AUFGABE A ::
Übersetze bitte den Satz „Du kannst in Premiere auch eine nummerierte Bildersequenz laden.“ aus dem Forenthread zu Premiere und XviD ins Englische.
AUFGABE B ::
Entnimm dem Forenthread zu Premiere und XviD die Passage von „## chmee (13.“ bis einschließlich „(22. März 2005)“.

# Adobe Premiere liest keine avi. files !



## neo-pren (5. März 2005)

Hallo @ all,

hab ein großes problem mit Adobe Premiere 6.5.
Ich bin leidenschaftlicher CS-Video hersteller und habe seit langem beschlossen mal wieder eins zu machen.Nun erstelle ich aus vielen bildern ein video,und dies tu ich mit videomach 3.3.0 und benutze das codec von XviD ( weil es die beste qualität hat ).

In Adobe Photoshop kann ich dies auch in die videospur einfügen,jedoch sehe ich im Vorschaufenster ( das rechte von beiden ) nur kleine Strich ( wie bei einem alten Film ).
Hatte dieses Problem schonmal und weiß nichtmehr vorrans lag.

Hoffe Ihr könnt mir helfen.

p.s.: 

Win XP prof.
AMD Athlon 2000XP +
1024 ddr @ 466

nur als kleine info.


Mit freundlichen Grüßen
phil R.


----------



## chmee (13. März 2005)

Warum der Umweg ? Du kannst in Premiere auch eine nummerierte Bildersequenz laden.
Ich habe schon öfter erlebt, dass es Probleme mit XVid/DivX-AVIs gibt, würde also
beim Schnitt andere Codecs benutzen..

mfg chmee


----------



## JoelEymard (22. März 2005)

Hi neo-pren
Was ist CS-Video? Bin Newbie und versuche mich noch zu orientieren und selber zu finden was Spass macht. Zumindest sicher bin ich, dass ich gerne mehr als nur FerienMovies machen möchte (bin grad am umwandeln unserer alten Familien SUPER-- / Normal-8 Filme nach DVD-R und das ist eine Heiden-Arbeit 
Hey, thanx für Deine Antwort schon im Voraus.
Gruss aus Basel
thunderstorm


----------



## SenTi (27. März 2005)

@chmee
welchen codec würdest du denn empfehlen?

greez


----------



## ts_tommy (3. April 2005)

benutze für die einzelclips unkomprimierte videofiles,
oder einen codec, der nur wenig komprimiert

in xvid konvertieren würde ich mit virtual dub,
da premiere/afx xvid nicht wirklich mögen
(siehst du ja gerade selbst)

seas


----------



## chmee (3. April 2005)

Einzelbilder-Sequenzen bleiben unkomprimiert in bmp/tif.
Video wenn möglich auch unkomprimiert, nimmt aber etwa 25mb die Sekunde.
zum flüssigen Arbeiten kann man es mit HUFFYUV probieren, oder wenn es nicht
mehr soviele Nachbearbeitungen gibt, auch Canopus-DV.
Divx/Xvid sind Endprodukte, aber keine Arbeitsmittel..

mfg chmee


----------



## MonoMental (12. Mai 2005)

hallöchen,

der Thread ist zwar schon eine Weile her, aber ich stehe vor dem selben Problem, dass Adobe Premiere zwar im Monitorfenster gut mit xvid klarkommt - setze ich jedoch in- & outpoints und übernehme diese in das Schnittfenster, zeigt er ein schwarzes (bis griesliges) Bild was mich nicht wirklich glücklich macht.


----------

DATENAUSZUG ::
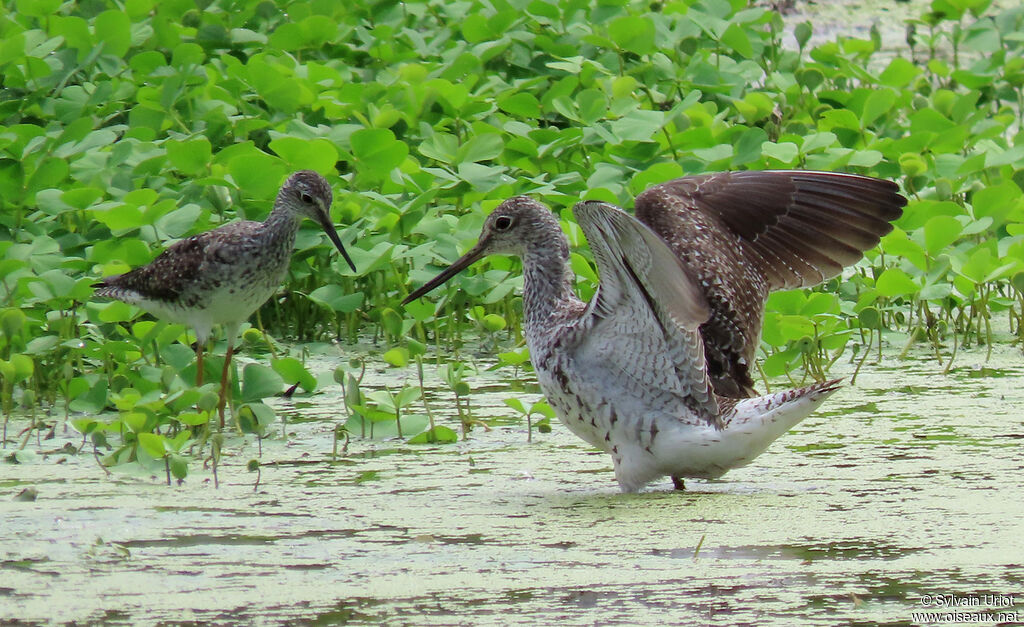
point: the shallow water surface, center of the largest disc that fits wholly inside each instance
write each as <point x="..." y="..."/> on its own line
<point x="903" y="486"/>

LÖSUNG A ::
You can also load a numbered image sequence in Premiere.

LÖSUNG B ::
## chmee (13. März 2005)

Warum der Umweg ? Du kannst in Premiere auch eine nummerierte Bildersequenz laden.
Ich habe schon öfter erlebt, dass es Probleme mit XVid/DivX-AVIs gibt, würde also
beim Schnitt andere Codecs benutzen..

mfg chmee


----------



## JoelEymard (22. März 2005)